MATERIAL PROVIDED:
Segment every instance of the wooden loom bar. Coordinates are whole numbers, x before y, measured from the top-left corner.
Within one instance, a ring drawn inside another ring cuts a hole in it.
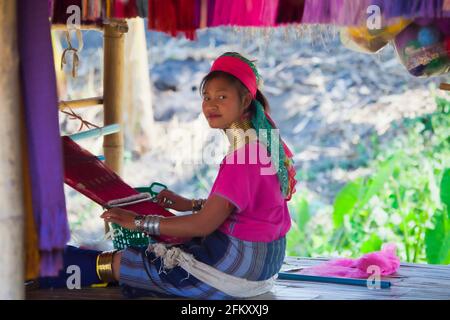
[[[104,72],[103,72],[103,114],[104,125],[122,125],[122,96],[124,81],[125,33],[128,25],[125,20],[115,20],[105,25],[104,31]],[[103,151],[105,163],[119,176],[123,165],[123,131],[105,136]],[[105,231],[109,225],[105,223]]]
[[[66,108],[85,108],[92,107],[103,104],[103,97],[94,97],[80,100],[71,100],[71,101],[60,101],[59,102],[59,110],[63,110]]]
[[[450,91],[450,83],[441,83],[441,85],[439,86],[439,89]]]

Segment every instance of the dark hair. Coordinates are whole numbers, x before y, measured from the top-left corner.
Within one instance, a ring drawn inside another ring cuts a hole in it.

WHAT YOU SHOULD DO: Although the records above contain pictures, output every line exactly and leave the pictures out.

EXERCISE SOLUTION:
Segment every instance of the wooden loom bar. Coordinates are whole numbers, x before y, measured from the top-left corner.
Within one instance, a ring drawn inside another ring cuts a hole in it.
[[[104,72],[103,72],[103,114],[104,125],[122,125],[122,96],[124,81],[125,33],[128,25],[125,20],[115,20],[105,25],[104,31]],[[103,151],[105,163],[119,176],[123,165],[123,131],[105,136]],[[105,231],[109,225],[105,223]]]
[[[66,108],[85,108],[92,107],[103,104],[103,97],[94,97],[80,100],[71,100],[71,101],[60,101],[59,102],[59,110],[63,110]]]
[[[450,91],[450,83],[441,83],[441,85],[439,86],[439,89]]]

Segment every instance of the dark hair. Coordinates are whole numbers, x before y, measured from the top-left corner.
Within one instance, a ring drawn inside another ring cuts a hole in it.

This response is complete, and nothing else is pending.